*WORK ORDER:*
Locate the line that contains "Detect floral headscarf." in the entries below, then repeat it and every following line through the line that contains "Detect hill crest.", exactly, and no others.

══ RECORDED DATA ══

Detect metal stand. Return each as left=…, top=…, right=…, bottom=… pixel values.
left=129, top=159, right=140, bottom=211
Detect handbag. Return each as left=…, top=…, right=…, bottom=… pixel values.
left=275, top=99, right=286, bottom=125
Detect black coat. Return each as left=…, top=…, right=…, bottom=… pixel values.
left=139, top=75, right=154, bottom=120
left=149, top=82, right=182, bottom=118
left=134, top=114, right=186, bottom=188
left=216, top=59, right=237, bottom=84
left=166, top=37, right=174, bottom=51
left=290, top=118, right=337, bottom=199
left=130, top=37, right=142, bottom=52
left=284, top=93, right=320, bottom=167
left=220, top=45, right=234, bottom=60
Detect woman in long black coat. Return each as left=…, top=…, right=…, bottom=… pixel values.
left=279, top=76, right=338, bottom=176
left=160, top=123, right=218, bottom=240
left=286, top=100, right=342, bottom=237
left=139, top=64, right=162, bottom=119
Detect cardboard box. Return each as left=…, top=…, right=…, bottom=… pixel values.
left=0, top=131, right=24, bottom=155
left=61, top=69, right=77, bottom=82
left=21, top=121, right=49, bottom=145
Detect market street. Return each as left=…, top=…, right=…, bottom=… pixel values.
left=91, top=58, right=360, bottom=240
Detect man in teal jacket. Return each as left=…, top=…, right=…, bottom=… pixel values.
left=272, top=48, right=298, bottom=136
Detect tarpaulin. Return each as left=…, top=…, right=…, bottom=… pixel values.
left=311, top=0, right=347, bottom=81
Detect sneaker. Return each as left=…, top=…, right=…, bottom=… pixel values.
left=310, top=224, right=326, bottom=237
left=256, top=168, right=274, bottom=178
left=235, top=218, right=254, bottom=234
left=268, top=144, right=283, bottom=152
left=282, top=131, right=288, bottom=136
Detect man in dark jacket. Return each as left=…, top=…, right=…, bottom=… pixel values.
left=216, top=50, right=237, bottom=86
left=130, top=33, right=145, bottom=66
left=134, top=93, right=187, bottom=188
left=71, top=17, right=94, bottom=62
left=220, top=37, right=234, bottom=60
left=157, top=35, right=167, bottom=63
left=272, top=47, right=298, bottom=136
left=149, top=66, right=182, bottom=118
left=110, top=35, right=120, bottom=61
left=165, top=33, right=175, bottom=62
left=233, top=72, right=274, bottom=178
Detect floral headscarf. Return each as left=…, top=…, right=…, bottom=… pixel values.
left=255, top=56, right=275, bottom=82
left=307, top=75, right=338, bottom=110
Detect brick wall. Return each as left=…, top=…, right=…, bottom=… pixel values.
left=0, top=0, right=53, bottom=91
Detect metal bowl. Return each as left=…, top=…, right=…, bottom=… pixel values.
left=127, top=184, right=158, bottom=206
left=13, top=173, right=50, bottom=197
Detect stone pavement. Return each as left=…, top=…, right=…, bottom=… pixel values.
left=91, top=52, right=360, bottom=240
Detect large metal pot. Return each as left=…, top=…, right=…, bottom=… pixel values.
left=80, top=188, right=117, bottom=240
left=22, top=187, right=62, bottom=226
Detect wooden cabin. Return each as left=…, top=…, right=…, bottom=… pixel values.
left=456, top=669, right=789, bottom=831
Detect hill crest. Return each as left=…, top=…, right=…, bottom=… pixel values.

═══
══ RECORDED DATA ══

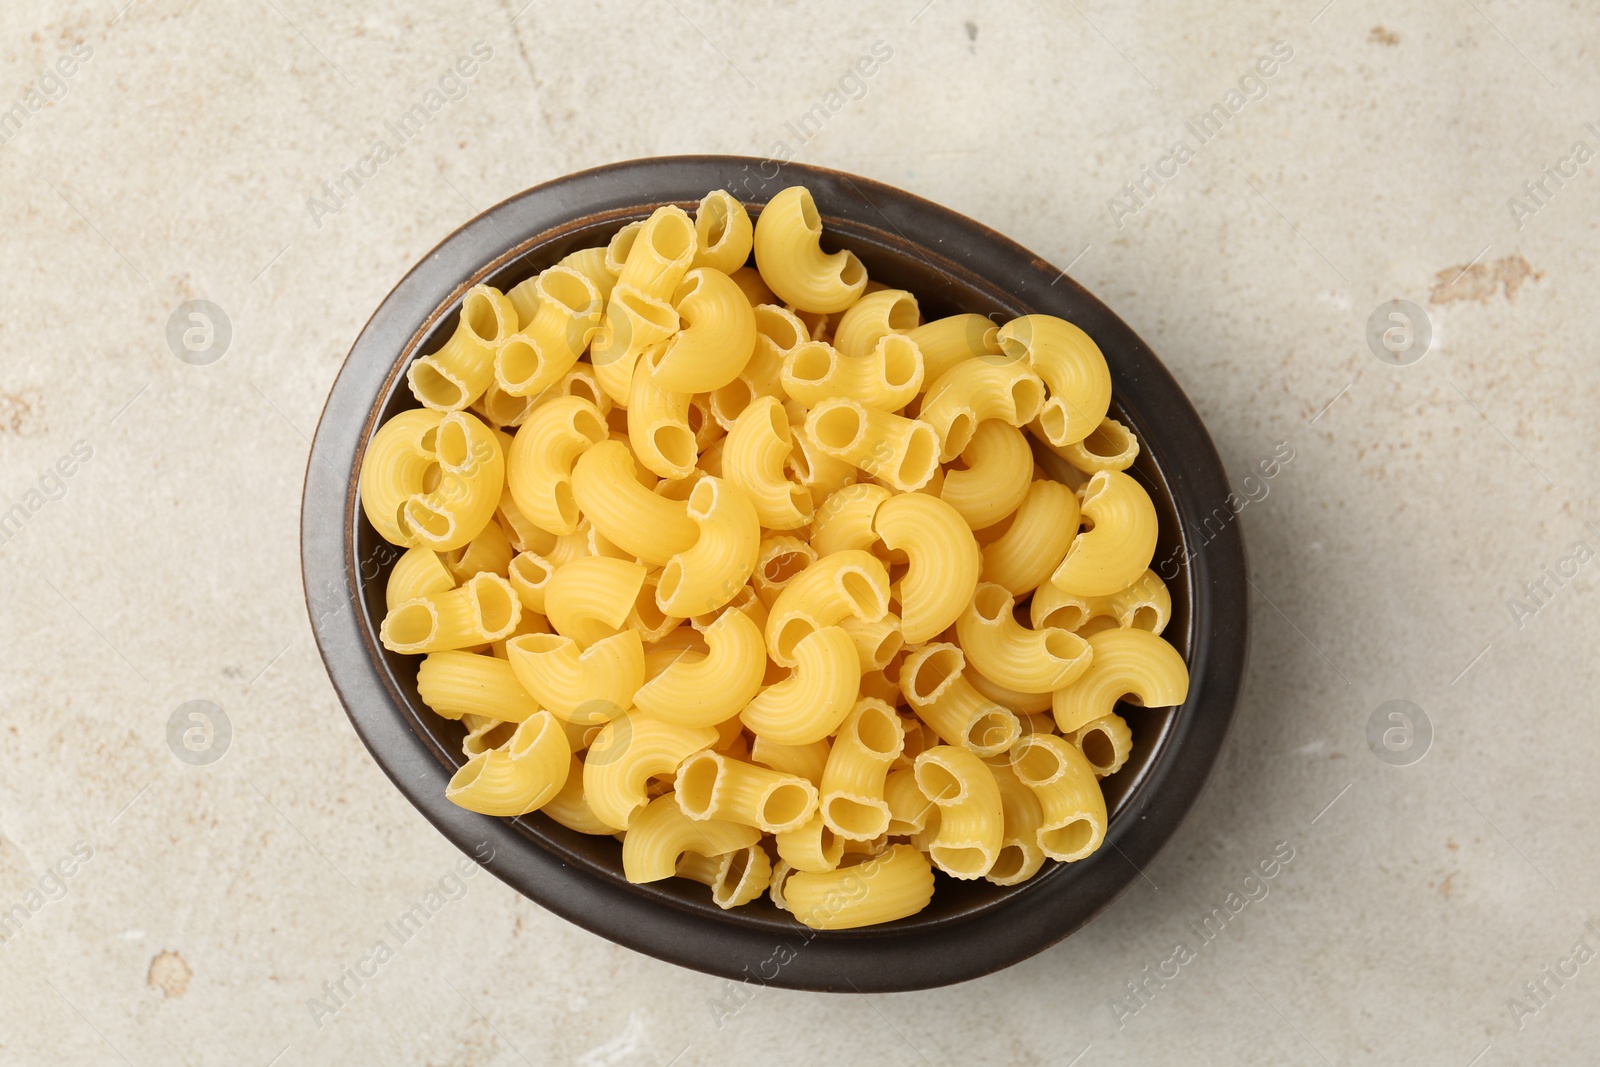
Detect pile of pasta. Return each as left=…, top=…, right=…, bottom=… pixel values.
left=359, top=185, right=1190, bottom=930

═══
══ RECORDED DATA ══

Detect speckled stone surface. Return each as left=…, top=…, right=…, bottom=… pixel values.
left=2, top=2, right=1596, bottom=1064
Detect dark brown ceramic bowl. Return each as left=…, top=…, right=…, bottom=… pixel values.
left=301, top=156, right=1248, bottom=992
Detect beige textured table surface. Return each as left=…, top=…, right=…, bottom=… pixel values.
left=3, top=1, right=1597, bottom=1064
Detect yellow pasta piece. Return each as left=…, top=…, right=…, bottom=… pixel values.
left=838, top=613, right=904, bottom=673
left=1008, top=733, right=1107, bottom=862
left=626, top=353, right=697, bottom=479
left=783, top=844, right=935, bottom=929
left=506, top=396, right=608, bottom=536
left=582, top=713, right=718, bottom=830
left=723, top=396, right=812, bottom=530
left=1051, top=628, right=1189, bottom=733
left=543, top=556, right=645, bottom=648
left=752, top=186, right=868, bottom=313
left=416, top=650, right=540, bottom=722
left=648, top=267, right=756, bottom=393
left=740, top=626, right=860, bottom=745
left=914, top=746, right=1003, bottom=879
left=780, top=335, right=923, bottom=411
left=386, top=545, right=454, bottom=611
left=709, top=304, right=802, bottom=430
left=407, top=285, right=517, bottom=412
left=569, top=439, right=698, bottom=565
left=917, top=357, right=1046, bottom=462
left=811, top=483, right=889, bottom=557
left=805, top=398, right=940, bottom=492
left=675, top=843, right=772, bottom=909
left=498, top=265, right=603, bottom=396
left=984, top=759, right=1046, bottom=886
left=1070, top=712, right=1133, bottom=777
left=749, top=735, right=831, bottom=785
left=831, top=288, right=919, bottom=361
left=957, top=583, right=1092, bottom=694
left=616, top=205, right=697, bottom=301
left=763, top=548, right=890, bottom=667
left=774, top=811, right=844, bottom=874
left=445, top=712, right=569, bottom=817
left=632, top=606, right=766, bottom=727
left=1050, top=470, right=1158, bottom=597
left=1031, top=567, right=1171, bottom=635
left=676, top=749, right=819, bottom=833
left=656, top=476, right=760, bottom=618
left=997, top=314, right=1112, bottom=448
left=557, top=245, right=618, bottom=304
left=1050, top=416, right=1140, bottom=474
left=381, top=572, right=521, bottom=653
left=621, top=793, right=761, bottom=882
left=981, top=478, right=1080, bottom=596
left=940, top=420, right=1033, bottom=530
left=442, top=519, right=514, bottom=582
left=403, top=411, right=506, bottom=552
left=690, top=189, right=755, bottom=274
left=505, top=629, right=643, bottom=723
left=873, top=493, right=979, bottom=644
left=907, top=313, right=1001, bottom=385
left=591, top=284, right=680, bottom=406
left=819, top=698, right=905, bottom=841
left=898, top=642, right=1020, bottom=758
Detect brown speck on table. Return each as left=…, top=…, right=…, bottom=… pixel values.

═══

*SOLUTION FOR THIS EXERCISE:*
Detect floral headscarf. Return each as left=…, top=…, right=…, bottom=… pixel values.
left=255, top=56, right=275, bottom=82
left=307, top=75, right=338, bottom=110
Detect brick wall. Return each as left=…, top=…, right=…, bottom=… pixel values.
left=0, top=0, right=53, bottom=91
Detect metal bowl. Return each as left=…, top=…, right=…, bottom=… pixel values.
left=127, top=184, right=158, bottom=206
left=13, top=173, right=50, bottom=197
Detect stone pavement. Return each as left=…, top=…, right=…, bottom=… pixel values.
left=91, top=52, right=360, bottom=240
Detect large metal pot. Return each as left=…, top=…, right=…, bottom=… pixel values.
left=80, top=188, right=117, bottom=240
left=22, top=187, right=62, bottom=226
Detect wooden cabin. Return each as left=…, top=…, right=…, bottom=… pixel values.
left=456, top=669, right=789, bottom=831
Detect hill crest. Return each as left=…, top=…, right=…, bottom=… pixel values.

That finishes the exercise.